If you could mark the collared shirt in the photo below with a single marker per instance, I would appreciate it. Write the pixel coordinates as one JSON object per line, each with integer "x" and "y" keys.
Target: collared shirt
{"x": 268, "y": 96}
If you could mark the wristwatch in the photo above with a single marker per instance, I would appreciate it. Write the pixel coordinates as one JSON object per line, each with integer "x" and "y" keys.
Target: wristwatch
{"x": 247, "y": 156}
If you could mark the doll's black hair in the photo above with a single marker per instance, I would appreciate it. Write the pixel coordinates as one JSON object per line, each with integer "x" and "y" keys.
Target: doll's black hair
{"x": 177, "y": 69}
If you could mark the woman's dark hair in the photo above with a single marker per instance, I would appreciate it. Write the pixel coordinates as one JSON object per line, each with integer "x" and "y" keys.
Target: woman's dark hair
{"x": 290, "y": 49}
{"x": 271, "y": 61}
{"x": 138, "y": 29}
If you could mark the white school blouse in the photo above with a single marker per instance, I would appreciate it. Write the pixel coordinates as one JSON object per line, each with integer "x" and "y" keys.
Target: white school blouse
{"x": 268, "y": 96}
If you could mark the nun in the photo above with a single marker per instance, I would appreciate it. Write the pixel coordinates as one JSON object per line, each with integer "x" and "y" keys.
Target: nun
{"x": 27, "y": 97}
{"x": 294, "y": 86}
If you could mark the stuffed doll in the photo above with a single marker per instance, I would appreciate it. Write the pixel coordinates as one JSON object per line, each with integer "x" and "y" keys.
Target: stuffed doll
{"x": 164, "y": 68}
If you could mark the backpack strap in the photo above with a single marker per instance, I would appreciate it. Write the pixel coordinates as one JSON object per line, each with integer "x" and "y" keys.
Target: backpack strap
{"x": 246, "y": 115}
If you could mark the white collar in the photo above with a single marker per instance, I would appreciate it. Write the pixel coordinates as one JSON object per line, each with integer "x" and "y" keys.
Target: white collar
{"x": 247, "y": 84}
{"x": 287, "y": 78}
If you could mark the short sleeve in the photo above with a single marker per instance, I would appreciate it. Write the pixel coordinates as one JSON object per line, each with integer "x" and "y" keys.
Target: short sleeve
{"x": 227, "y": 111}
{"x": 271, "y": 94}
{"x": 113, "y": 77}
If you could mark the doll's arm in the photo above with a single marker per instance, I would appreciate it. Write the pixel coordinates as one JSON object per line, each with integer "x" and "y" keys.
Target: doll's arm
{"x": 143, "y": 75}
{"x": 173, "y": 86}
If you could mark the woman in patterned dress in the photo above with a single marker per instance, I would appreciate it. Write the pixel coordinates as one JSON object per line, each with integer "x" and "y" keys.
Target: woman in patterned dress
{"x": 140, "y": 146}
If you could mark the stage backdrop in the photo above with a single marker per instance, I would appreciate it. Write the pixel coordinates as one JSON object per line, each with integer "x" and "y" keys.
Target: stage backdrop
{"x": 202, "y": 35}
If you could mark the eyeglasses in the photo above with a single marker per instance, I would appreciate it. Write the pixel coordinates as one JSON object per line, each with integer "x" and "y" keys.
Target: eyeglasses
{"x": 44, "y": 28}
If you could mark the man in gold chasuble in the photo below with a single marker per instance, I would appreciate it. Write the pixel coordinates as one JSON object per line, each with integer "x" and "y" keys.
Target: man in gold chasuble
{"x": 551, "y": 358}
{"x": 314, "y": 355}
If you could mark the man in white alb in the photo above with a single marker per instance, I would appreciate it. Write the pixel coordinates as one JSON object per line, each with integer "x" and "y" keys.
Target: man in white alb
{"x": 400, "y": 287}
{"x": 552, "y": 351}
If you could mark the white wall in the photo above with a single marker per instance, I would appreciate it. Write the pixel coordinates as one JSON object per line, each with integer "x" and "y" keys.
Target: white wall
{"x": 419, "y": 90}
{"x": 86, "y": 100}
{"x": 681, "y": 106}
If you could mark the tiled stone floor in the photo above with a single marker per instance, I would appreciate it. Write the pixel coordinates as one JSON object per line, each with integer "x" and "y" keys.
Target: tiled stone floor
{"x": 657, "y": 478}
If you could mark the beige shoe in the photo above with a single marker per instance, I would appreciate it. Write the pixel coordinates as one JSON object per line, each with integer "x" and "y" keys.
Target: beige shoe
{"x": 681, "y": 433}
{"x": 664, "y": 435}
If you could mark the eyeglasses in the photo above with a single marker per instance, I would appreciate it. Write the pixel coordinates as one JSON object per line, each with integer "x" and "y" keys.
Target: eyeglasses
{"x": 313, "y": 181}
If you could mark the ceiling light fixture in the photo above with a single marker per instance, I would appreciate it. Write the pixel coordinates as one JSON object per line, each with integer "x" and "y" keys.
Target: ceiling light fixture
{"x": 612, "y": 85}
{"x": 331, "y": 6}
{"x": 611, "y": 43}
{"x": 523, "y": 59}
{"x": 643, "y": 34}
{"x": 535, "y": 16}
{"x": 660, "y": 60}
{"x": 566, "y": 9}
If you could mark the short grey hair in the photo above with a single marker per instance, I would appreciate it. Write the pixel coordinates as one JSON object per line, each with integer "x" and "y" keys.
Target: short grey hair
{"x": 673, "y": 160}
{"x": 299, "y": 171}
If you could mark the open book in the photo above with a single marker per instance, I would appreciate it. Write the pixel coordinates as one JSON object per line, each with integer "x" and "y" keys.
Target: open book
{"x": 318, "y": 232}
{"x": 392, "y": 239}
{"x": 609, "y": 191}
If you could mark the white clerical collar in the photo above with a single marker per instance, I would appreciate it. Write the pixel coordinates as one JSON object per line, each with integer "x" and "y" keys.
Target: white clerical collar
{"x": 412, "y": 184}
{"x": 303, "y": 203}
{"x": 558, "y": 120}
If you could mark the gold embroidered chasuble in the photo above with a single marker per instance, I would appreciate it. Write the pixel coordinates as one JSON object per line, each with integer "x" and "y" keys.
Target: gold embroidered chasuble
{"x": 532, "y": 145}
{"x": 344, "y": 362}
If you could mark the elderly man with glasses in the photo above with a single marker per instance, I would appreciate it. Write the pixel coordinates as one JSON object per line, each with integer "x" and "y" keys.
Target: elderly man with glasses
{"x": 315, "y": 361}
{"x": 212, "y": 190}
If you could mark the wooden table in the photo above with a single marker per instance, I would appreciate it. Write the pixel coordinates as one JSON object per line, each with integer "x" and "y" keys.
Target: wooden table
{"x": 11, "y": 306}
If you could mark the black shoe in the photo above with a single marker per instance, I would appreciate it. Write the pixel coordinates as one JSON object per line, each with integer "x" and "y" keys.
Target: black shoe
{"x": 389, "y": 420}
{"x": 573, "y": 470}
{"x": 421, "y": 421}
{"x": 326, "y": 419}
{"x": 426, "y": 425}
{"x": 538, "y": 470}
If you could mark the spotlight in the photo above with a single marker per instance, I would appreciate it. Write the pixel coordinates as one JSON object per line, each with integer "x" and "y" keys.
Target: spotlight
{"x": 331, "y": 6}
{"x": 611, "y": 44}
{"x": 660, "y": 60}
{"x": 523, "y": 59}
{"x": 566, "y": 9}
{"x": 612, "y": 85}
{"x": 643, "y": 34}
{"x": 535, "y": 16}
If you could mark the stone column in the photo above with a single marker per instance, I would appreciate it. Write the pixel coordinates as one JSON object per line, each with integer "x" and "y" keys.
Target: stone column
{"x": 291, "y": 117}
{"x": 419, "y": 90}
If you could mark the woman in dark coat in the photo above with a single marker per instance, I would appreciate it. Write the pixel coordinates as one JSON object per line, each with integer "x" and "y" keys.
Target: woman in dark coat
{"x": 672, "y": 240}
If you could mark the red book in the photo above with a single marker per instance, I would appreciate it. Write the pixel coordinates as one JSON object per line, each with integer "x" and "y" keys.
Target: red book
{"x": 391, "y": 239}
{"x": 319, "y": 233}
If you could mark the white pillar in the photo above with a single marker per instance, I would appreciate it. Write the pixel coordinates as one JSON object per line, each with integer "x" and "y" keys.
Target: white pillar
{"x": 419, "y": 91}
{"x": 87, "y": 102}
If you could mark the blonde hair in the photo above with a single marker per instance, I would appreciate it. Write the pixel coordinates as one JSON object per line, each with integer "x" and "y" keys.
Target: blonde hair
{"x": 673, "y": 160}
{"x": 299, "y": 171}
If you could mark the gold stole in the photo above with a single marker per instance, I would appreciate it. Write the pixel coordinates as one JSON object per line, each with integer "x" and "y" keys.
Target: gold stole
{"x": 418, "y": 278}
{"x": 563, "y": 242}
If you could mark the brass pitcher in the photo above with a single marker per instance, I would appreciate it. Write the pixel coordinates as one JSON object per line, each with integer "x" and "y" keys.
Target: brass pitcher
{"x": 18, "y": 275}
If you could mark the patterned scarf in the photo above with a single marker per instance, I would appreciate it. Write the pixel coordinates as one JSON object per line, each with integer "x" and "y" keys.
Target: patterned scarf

* [WHAT TO DO] Give the lines exactly as they stand, from the line with "If you could mark the gold stole" through the end of the material.

* [EXERCISE SOLUTION]
If you could mark the gold stole in the photo above with a single marker per instance, I would appreciate it. Write the pixel coordinates as one JSON object per line, each with integer "x" and "y" keys.
Target: gold stole
{"x": 418, "y": 278}
{"x": 563, "y": 242}
If you could mark the brass pitcher in the photo above with a single marker per instance, I would appreciate it. Write the pixel coordinates as one JSON object per line, each with integer "x" and "y" keys.
Target: brass pitcher
{"x": 18, "y": 275}
If you could mark the patterned scarf in the photo above with a single marker per instance, I would appreciate it. Write the pixel coordinates as one JSON object per line, each with integer "x" and "y" keys.
Target: patterned scarf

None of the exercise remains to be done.